** Given passage **

# speedometer



## Opsman (May 30, 2012)

I have an older minkota and would like to be able have some idea at what speed I am travelling at different settings on the motor. Does anyone make a speedometer that has demarkations for lower speeds that are accurate? I don't need a speedometer that tells me when I hit 60mph lol.


----------



## Shortdrift (Apr 5, 2004)

If you have a onboard GPS you should be able to get the data you need when checking on a calm day. Some of the App's on Smart Phones will also do it for you. Just remember that all that goes South depending on wind/waves and direction.


----------



## Opsman (May 30, 2012)

Don't have a GPS, but now you've triggered my stupid question bone! How would waves/wind affect a speedometer. It's measuring my rate of movement, regardless of external forces correct? If I'm going fifty mph in my car with a 25mph tailwind or headwind, I'm still travelling at 50, just using more energy (gas) to do so What am I missing?

** Saved data entries **

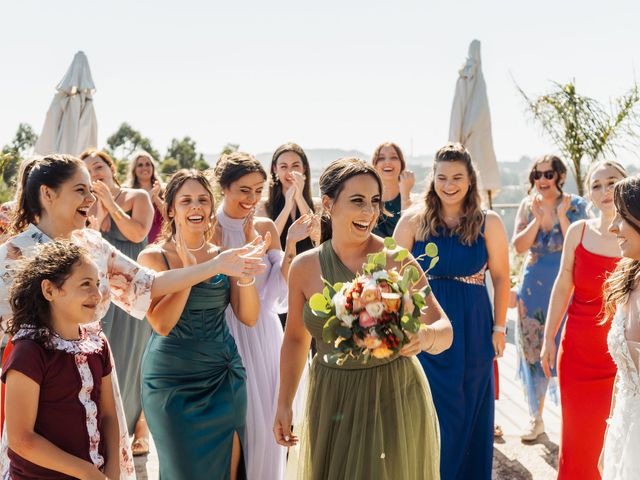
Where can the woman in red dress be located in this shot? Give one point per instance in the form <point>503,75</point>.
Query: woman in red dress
<point>586,371</point>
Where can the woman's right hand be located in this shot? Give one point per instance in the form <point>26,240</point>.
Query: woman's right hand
<point>245,261</point>
<point>548,356</point>
<point>282,427</point>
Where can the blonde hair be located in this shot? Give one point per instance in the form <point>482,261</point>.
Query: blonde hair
<point>430,212</point>
<point>626,197</point>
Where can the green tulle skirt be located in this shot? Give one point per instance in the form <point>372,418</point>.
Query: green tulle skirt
<point>372,423</point>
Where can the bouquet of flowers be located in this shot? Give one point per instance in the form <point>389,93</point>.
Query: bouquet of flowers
<point>373,314</point>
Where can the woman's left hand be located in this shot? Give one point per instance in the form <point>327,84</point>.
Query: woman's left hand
<point>412,348</point>
<point>498,343</point>
<point>563,206</point>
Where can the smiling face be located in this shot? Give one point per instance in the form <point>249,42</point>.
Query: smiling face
<point>355,211</point>
<point>388,164</point>
<point>77,299</point>
<point>69,204</point>
<point>287,163</point>
<point>546,186</point>
<point>601,187</point>
<point>241,196</point>
<point>99,170</point>
<point>143,169</point>
<point>451,182</point>
<point>192,208</point>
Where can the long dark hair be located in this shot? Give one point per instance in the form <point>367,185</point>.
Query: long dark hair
<point>173,187</point>
<point>431,218</point>
<point>52,171</point>
<point>626,198</point>
<point>54,261</point>
<point>332,182</point>
<point>276,197</point>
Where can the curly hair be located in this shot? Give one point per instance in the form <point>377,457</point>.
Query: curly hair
<point>53,261</point>
<point>332,182</point>
<point>430,212</point>
<point>626,197</point>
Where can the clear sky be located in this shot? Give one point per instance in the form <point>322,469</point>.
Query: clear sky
<point>344,74</point>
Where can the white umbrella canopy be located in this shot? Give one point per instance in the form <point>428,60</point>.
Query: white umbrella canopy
<point>471,121</point>
<point>70,125</point>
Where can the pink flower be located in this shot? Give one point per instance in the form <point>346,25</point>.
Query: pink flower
<point>370,293</point>
<point>366,320</point>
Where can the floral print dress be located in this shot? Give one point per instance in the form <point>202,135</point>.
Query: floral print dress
<point>539,273</point>
<point>122,281</point>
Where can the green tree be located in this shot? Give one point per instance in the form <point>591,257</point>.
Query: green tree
<point>184,153</point>
<point>12,153</point>
<point>127,140</point>
<point>581,127</point>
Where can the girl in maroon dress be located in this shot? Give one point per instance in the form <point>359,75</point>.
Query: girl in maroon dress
<point>61,415</point>
<point>586,370</point>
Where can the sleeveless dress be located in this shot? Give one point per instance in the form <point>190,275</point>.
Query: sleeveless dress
<point>621,458</point>
<point>375,421</point>
<point>539,272</point>
<point>461,377</point>
<point>193,388</point>
<point>127,336</point>
<point>585,369</point>
<point>259,347</point>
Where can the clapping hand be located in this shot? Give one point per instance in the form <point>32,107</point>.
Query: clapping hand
<point>244,262</point>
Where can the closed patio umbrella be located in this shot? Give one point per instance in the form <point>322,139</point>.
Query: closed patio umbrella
<point>70,125</point>
<point>471,121</point>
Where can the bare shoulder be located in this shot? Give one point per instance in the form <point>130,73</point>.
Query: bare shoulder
<point>152,257</point>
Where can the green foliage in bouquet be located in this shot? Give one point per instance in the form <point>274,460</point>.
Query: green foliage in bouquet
<point>374,314</point>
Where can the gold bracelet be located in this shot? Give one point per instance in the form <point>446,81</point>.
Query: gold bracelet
<point>118,214</point>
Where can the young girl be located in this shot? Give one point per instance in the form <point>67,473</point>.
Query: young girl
<point>61,415</point>
<point>192,359</point>
<point>620,459</point>
<point>585,368</point>
<point>470,242</point>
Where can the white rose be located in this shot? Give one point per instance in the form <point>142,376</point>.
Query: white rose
<point>375,309</point>
<point>380,275</point>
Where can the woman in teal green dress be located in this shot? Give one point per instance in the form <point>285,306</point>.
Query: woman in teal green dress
<point>376,420</point>
<point>193,381</point>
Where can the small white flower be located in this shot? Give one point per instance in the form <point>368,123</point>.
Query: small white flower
<point>380,275</point>
<point>375,309</point>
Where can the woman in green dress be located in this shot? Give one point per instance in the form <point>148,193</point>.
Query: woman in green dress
<point>374,421</point>
<point>193,381</point>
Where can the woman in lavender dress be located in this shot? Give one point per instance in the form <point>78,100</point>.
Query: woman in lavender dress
<point>242,178</point>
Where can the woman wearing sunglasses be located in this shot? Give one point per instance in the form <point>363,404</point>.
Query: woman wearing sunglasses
<point>542,222</point>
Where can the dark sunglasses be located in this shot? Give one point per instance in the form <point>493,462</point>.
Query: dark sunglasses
<point>548,174</point>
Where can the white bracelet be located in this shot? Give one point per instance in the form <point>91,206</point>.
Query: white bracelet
<point>253,280</point>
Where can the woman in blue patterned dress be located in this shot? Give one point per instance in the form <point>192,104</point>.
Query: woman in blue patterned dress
<point>541,224</point>
<point>470,241</point>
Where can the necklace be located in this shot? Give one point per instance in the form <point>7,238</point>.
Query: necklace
<point>193,249</point>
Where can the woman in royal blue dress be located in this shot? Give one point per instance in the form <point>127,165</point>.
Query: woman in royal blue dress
<point>470,241</point>
<point>542,222</point>
<point>193,381</point>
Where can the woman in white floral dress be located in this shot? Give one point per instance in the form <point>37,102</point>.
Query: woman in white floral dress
<point>54,197</point>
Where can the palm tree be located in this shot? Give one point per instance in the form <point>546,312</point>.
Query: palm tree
<point>581,127</point>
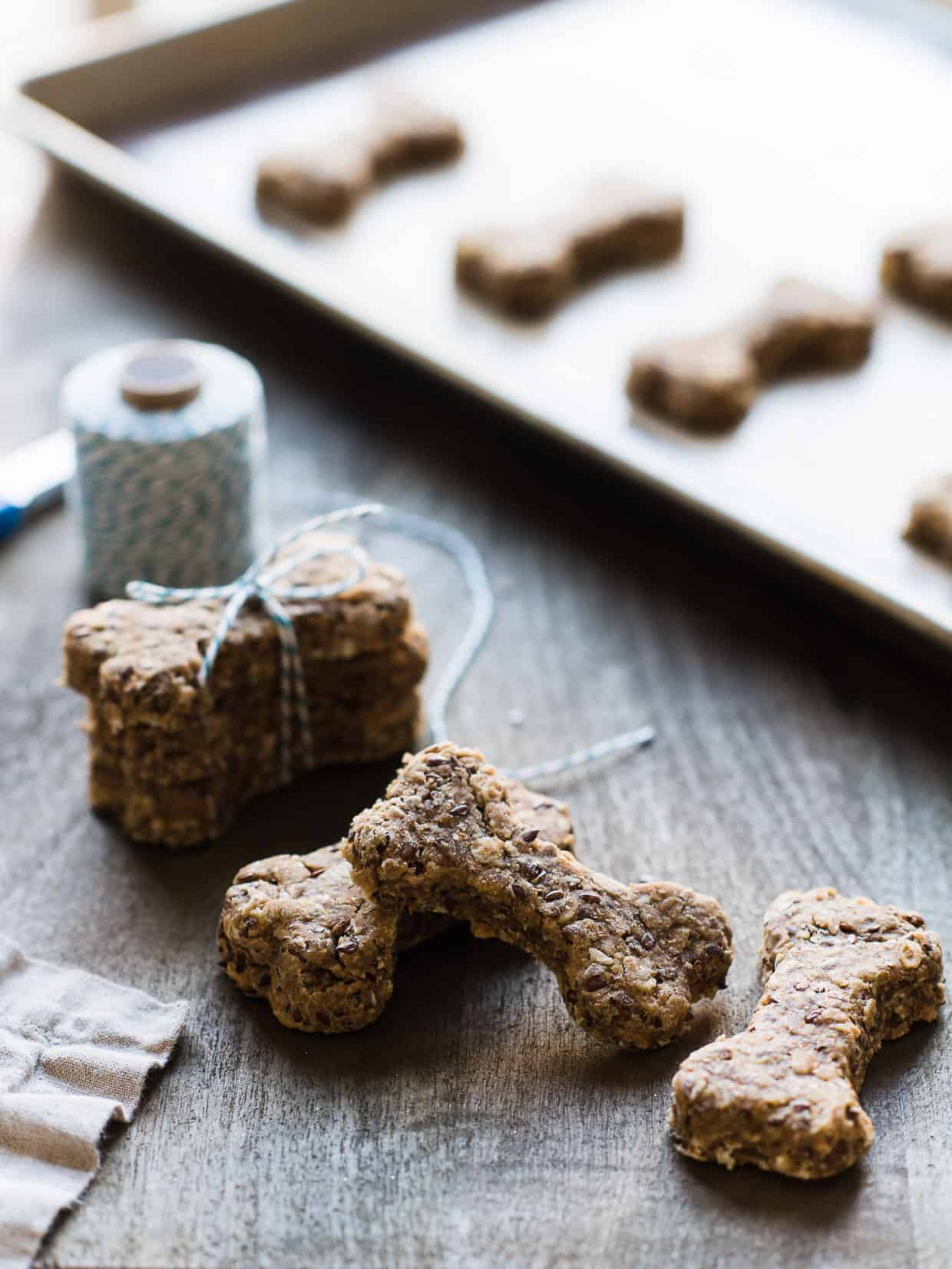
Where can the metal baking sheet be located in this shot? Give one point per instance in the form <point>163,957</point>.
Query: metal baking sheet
<point>802,134</point>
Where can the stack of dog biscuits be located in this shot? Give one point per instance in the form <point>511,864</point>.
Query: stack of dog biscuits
<point>173,758</point>
<point>299,932</point>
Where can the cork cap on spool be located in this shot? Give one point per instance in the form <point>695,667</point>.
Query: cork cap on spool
<point>160,378</point>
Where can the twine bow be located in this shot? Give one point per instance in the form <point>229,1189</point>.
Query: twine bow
<point>260,581</point>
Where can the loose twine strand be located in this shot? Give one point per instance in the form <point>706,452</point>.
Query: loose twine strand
<point>262,580</point>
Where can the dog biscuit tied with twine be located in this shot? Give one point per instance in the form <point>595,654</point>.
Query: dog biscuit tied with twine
<point>170,441</point>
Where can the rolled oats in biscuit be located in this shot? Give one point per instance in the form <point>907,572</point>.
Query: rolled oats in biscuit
<point>710,382</point>
<point>299,932</point>
<point>528,270</point>
<point>918,268</point>
<point>931,519</point>
<point>841,976</point>
<point>326,184</point>
<point>630,960</point>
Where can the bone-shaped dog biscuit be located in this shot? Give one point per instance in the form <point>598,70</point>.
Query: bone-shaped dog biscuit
<point>841,976</point>
<point>528,270</point>
<point>931,519</point>
<point>299,932</point>
<point>324,186</point>
<point>918,266</point>
<point>630,960</point>
<point>710,382</point>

** Tasks and exercises **
#1 List every speed figure that appears in the speedometer thread, in the order they occur.
#2 Please copy the speedometer thread word for word, everything from "I have an older" down to "hit 60mph lol.".
#3 Resume the speedometer thread, picking up after its final sentence.

** Expected results **
#1
60mph
fifty mph
25mph
50

#2
I have an older minkota and would like to be able have some idea at what speed I am travelling at different settings on the motor. Does anyone make a speedometer that has demarkations for lower speeds that are accurate? I don't need a speedometer that tells me when I hit 60mph lol.

#3
----------



## RJohnson442 (May 14, 2013)

Youll need a smartphone app or a gps for speed. At drift a spedo will not work. You need to be moving in order for the wheel or pito tube to register speed

Sent from my Event using Ohub Campfire mobile app


----------



## Opsman (May 30, 2012)

Yep, thanks. Just want speed for trolling, not drifting. It occurred to me that I have an old garmin etrex. Tried it out today in my vehicle and it was surprisingly accurate, and that's with using satellites and figuring in lag time. Trolling at a steady pace should get a really accurate reading.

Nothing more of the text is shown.